* PAGE EXCERPT *
*** Block opens ***

## Goal
To see if a generalized Dino model trained on 1-dimensional channels can perform as well as the specialized model trained on 4-dimensional images. The HPA FOV 4-channel images are the only dataset used. 

### Dataset
Images were downloaded using the `custom_scripts/HPA_IMG_download.py` script, and then were cleaned with scripts `img_corrupted_check.py` and `img_corrupted_check.py`

### Package Environment
I’ve made a Conda environment to freeze the libraries that I’m using: `conda_cuda12.yaml`


However, to do data visualization and analysis, a much larger set of libraries was needed in addition, for which I made an extended environment:
`conda_cuda12_notebook_analysis.yaml`


### Compute Environment
This was done on Google Cloud using their V100 GPU instances, and then the data was transferred to their cpu-only instances under free acount nickmarveaux@gmail.com. 

## Experimental Design
Create a 4d model and a 1d model of Dino, trained on the same ~75,000 images that have been resized to 512x512, and all other parameters being kept the same (trained for the same number of epochs, 50, and the same transformer Vit_Tiny). Then, generate feature embeddings of those ~75,000 images using each Dino model independently, and train a classifier on them independently, with again all parameteres being equal. One notable difference is that the input to the classifier trained on 4-D images is vectors of size 192, whereas the input to the second classifier is a stack of 4 1-Dimensional embeddings of that size, so is a vector of size 768. Finally, the 2 classifiers are evaluated on the same test data from Kaggle's HPA competition using the same process: embeddings are generated by the two dino models, stacked in the case of the 1-D Dino model, then passed to the classifiers.

*** Block closes ***

* WHAT THE EXERCISE ASKS *
List every distinct file name that appears in the Dino experiment notes. The rows after this point have nothing to do with the Dino experiment notes.

* DATA EXTRACT *
*** Block opens ***

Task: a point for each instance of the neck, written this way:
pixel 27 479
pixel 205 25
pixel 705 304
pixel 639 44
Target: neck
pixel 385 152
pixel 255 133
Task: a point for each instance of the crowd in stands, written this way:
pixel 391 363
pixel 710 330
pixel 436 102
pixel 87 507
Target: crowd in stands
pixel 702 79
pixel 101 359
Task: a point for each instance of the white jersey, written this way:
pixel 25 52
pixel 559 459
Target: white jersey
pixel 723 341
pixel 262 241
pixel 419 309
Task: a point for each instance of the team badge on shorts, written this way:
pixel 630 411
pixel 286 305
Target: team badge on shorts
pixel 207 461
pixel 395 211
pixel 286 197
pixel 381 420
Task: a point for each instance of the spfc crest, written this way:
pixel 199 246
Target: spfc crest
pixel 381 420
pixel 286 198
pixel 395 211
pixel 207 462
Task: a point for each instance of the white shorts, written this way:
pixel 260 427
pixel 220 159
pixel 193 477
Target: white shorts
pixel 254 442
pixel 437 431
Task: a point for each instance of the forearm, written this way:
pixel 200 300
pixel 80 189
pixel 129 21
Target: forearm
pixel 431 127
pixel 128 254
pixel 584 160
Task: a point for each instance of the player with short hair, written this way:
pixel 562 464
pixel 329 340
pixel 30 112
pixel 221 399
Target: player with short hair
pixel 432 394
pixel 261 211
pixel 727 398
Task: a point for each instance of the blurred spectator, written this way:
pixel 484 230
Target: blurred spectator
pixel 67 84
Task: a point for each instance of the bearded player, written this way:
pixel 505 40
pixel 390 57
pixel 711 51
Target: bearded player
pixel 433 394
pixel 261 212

*** Block closes ***
*** Block opens ***

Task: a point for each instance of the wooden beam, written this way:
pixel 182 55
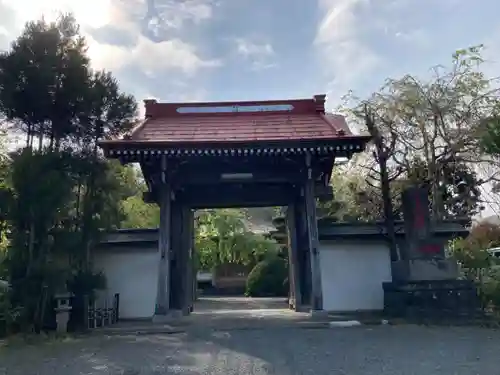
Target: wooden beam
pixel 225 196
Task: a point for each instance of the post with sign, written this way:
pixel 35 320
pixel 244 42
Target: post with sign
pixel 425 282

*** Block closes ***
*** Block opens ***

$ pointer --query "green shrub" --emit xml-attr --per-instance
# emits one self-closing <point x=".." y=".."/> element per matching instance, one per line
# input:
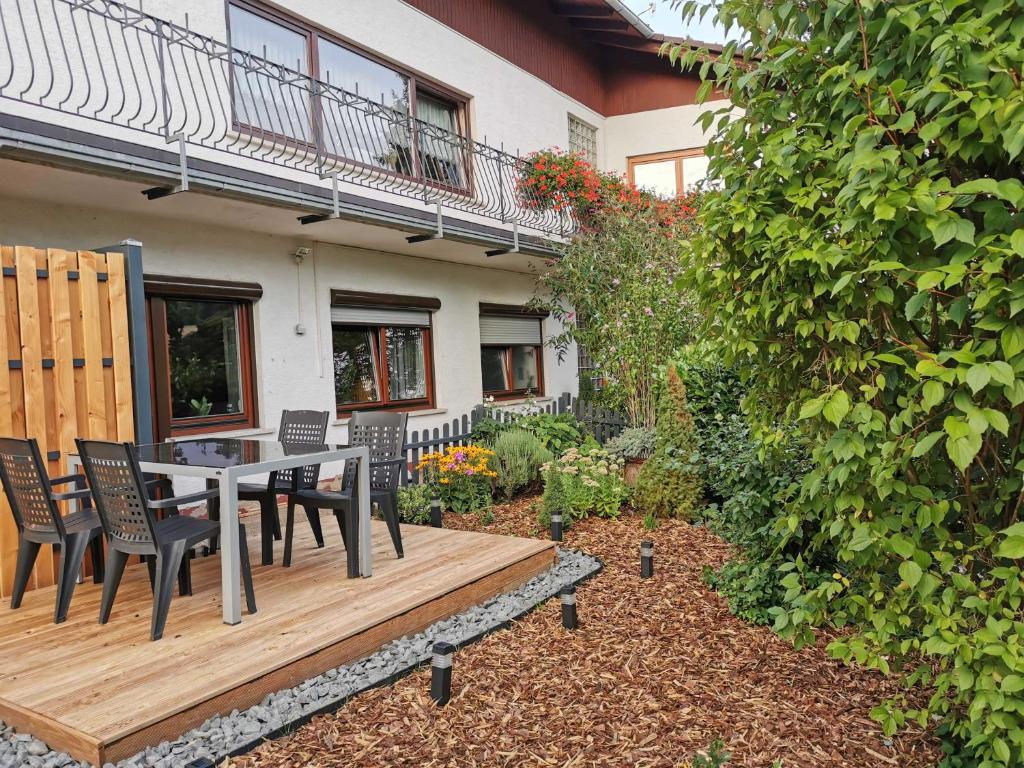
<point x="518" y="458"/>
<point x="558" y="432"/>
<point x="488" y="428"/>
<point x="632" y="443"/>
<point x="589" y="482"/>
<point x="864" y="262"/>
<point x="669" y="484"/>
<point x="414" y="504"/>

*** Block closes ***

* RESULT OF THIS EXERCISE *
- custom_scripts/HPA_IMG_download.py
- img_corrupted_check.py
- conda_cuda12.yaml
- conda_cuda12_notebook_analysis.yaml